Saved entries
***
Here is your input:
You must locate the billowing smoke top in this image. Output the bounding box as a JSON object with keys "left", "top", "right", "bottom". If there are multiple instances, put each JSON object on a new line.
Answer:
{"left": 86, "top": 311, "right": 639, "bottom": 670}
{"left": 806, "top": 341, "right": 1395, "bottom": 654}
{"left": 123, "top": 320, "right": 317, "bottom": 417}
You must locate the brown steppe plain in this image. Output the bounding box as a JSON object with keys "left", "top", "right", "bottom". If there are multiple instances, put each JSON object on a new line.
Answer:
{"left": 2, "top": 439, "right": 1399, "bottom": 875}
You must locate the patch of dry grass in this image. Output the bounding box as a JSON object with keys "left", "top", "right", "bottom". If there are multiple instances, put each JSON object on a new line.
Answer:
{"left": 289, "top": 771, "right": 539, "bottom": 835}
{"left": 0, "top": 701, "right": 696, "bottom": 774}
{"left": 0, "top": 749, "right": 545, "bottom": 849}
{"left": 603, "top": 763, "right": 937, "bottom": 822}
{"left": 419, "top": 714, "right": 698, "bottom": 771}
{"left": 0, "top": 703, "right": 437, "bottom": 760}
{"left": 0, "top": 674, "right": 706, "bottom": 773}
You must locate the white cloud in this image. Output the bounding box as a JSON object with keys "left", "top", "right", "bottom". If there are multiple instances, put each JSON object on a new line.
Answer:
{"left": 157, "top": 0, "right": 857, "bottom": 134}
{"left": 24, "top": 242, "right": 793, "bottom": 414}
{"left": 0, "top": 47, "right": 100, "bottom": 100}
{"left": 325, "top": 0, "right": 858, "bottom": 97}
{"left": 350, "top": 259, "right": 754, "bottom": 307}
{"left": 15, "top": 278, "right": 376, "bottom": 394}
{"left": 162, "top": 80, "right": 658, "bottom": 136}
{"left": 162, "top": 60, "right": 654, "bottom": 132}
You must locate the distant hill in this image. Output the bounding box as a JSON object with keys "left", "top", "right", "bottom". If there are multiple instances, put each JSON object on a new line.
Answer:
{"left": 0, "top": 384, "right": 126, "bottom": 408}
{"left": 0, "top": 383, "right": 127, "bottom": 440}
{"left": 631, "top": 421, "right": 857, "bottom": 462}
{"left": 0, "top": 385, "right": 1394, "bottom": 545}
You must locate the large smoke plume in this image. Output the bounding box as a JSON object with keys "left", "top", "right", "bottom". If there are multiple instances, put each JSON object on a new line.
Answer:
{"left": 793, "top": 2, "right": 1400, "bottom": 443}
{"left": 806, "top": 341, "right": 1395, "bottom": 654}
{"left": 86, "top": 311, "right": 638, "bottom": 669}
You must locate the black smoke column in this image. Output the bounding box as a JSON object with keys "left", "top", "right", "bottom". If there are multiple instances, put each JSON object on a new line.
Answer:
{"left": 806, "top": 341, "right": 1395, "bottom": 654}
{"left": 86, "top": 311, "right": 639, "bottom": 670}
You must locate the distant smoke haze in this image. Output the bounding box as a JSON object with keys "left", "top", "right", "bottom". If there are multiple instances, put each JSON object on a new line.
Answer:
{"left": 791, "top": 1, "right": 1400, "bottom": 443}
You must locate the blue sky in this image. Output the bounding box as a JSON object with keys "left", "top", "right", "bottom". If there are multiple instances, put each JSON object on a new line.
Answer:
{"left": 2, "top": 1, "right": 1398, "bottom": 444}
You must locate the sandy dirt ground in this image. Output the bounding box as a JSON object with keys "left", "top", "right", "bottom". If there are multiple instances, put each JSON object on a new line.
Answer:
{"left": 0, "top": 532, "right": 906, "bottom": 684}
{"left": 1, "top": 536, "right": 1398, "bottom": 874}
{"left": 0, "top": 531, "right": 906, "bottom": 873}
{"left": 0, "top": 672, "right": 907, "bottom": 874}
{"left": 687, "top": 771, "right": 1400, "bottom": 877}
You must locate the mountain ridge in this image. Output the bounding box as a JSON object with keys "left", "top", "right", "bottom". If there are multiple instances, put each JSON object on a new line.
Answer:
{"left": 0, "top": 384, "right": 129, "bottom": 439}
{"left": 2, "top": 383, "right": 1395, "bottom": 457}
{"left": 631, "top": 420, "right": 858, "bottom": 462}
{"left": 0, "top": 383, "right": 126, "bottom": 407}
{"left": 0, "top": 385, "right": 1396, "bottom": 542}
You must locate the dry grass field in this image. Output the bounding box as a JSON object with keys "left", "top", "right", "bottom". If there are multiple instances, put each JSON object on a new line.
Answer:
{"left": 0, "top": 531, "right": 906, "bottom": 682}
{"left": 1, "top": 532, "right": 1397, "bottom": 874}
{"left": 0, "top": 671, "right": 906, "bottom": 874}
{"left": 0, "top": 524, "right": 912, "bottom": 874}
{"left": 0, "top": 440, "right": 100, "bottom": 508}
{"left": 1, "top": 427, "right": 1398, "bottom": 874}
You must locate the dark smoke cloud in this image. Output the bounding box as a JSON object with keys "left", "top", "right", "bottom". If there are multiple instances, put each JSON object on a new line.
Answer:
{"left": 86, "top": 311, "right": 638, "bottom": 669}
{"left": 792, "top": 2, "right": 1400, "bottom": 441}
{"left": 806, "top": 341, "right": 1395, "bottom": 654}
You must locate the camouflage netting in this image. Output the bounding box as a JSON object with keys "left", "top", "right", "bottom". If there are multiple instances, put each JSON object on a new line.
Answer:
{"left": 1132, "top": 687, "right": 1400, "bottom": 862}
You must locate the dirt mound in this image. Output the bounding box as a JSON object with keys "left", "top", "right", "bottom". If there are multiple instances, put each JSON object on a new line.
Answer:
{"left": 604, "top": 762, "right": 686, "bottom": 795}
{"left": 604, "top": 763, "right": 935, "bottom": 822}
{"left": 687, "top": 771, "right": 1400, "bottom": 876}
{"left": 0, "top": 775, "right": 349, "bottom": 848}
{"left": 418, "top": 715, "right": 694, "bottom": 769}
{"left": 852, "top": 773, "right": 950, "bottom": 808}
***
* **Instructions for the task**: Each entry above should be retyped exactly, with nothing missed.

* **Response for this exercise**:
Here is your input:
You must locate the billowing smoke top in this image. Output the bounding box as a JSON object with keys "left", "top", "right", "bottom". If there are multiple instances, put each JSON object on a new line.
Answer:
{"left": 86, "top": 311, "right": 639, "bottom": 670}
{"left": 806, "top": 341, "right": 1395, "bottom": 654}
{"left": 123, "top": 320, "right": 317, "bottom": 417}
You must locate the brown steppe plain in this image. Output the bounding box as a JSON object with keys "left", "top", "right", "bottom". If there are multiple instances, put each JSON object on a new line.
Answer:
{"left": 2, "top": 439, "right": 1399, "bottom": 875}
You must locate the patch of dry grass in this image. Output the bounding box as a JSON object with keys "left", "top", "right", "bottom". If there are multiple instances, put each JSON object on a new line.
Answer:
{"left": 289, "top": 771, "right": 539, "bottom": 835}
{"left": 0, "top": 701, "right": 696, "bottom": 774}
{"left": 0, "top": 749, "right": 545, "bottom": 849}
{"left": 603, "top": 763, "right": 937, "bottom": 822}
{"left": 419, "top": 714, "right": 698, "bottom": 771}
{"left": 0, "top": 703, "right": 437, "bottom": 760}
{"left": 0, "top": 674, "right": 706, "bottom": 773}
You must locate the white cloud in this image. Output the bounding box as a JSON object with keys "left", "top", "right", "bottom". If there are multiple instances, put each JSON object on a new line.
Answer:
{"left": 157, "top": 0, "right": 857, "bottom": 134}
{"left": 24, "top": 242, "right": 793, "bottom": 414}
{"left": 0, "top": 47, "right": 100, "bottom": 100}
{"left": 325, "top": 0, "right": 858, "bottom": 97}
{"left": 350, "top": 259, "right": 754, "bottom": 307}
{"left": 15, "top": 278, "right": 376, "bottom": 394}
{"left": 162, "top": 80, "right": 658, "bottom": 136}
{"left": 162, "top": 60, "right": 654, "bottom": 132}
You must locate the distant hill in this image. Output the bounding box as a JSON object with keys "left", "top", "right", "bottom". If there are multiple instances, put each JSON object on a new line.
Answer:
{"left": 0, "top": 384, "right": 126, "bottom": 408}
{"left": 0, "top": 383, "right": 127, "bottom": 440}
{"left": 631, "top": 421, "right": 857, "bottom": 462}
{"left": 0, "top": 385, "right": 1394, "bottom": 545}
You must locate the large smoke plume in this image. Output the bounding box as a JSON object with keys "left", "top", "right", "bottom". If there are multiple instances, put each JSON object on a new line.
Answer:
{"left": 793, "top": 2, "right": 1400, "bottom": 443}
{"left": 806, "top": 341, "right": 1395, "bottom": 654}
{"left": 86, "top": 311, "right": 638, "bottom": 669}
You must locate the black smoke column in this image. Output the bounding box as a JSON object with keys "left", "top", "right", "bottom". If there are multiple instances, put each JSON object on a new line.
Answer:
{"left": 806, "top": 341, "right": 1395, "bottom": 654}
{"left": 86, "top": 311, "right": 639, "bottom": 670}
You must locate the distant smoke haze in this image. Output the bounding box as a JSON object with keys "left", "top", "right", "bottom". If there are multiple instances, put each JSON object on a new line.
Answer:
{"left": 791, "top": 1, "right": 1400, "bottom": 443}
You must locate the blue sky in this image. Output the bounding box as a JSON object with keys "left", "top", "right", "bottom". If there are multiple instances, put each JSON object on a new line.
Answer:
{"left": 2, "top": 1, "right": 1398, "bottom": 444}
You must locate the sandy dirt ground in this image. Output the bounding box as a JSON object with keys "left", "top", "right", "bottom". If there are multiple instances, put each JSON object on a new line.
Answer:
{"left": 0, "top": 532, "right": 906, "bottom": 684}
{"left": 1, "top": 536, "right": 1398, "bottom": 874}
{"left": 0, "top": 531, "right": 906, "bottom": 873}
{"left": 0, "top": 672, "right": 907, "bottom": 874}
{"left": 687, "top": 771, "right": 1400, "bottom": 877}
You must locate the mountain ridge in this image. Output the bounding box as a JSON object with keys "left", "top", "right", "bottom". If there are multiple instances, put each JSON object on a new line.
Answer:
{"left": 0, "top": 384, "right": 129, "bottom": 439}
{"left": 2, "top": 383, "right": 1395, "bottom": 457}
{"left": 631, "top": 420, "right": 858, "bottom": 462}
{"left": 0, "top": 383, "right": 126, "bottom": 407}
{"left": 0, "top": 385, "right": 1396, "bottom": 542}
You must locate the dry grass field in this image. Output the bounding box as a JSON object with keys "left", "top", "right", "bottom". If there are multiple instances, put each JSON object on a new line.
Answer:
{"left": 0, "top": 531, "right": 906, "bottom": 682}
{"left": 1, "top": 532, "right": 1397, "bottom": 874}
{"left": 0, "top": 671, "right": 906, "bottom": 874}
{"left": 0, "top": 524, "right": 912, "bottom": 874}
{"left": 0, "top": 440, "right": 100, "bottom": 508}
{"left": 1, "top": 427, "right": 1398, "bottom": 874}
You must locate the dark smoke cloud in this image. Output the bounding box as a JSON object with keys "left", "top", "right", "bottom". If there are multiple instances, put each JSON object on a new line.
Answer:
{"left": 86, "top": 311, "right": 638, "bottom": 669}
{"left": 792, "top": 2, "right": 1400, "bottom": 441}
{"left": 806, "top": 341, "right": 1395, "bottom": 654}
You must locate the camouflage netting in this image. Output the bounding box as a JSON object with keys "left", "top", "right", "bottom". If there are multiple instances, put each JSON object on a new line.
Answer:
{"left": 1132, "top": 687, "right": 1400, "bottom": 862}
You must locate the dirt mound in this image. Output the bounding box as a JSON object with keys "left", "top", "right", "bottom". If there are multiple instances, put each JSON object on a new line.
Answer:
{"left": 604, "top": 762, "right": 686, "bottom": 795}
{"left": 604, "top": 763, "right": 935, "bottom": 822}
{"left": 687, "top": 771, "right": 1400, "bottom": 876}
{"left": 0, "top": 775, "right": 349, "bottom": 848}
{"left": 418, "top": 715, "right": 694, "bottom": 769}
{"left": 852, "top": 773, "right": 950, "bottom": 808}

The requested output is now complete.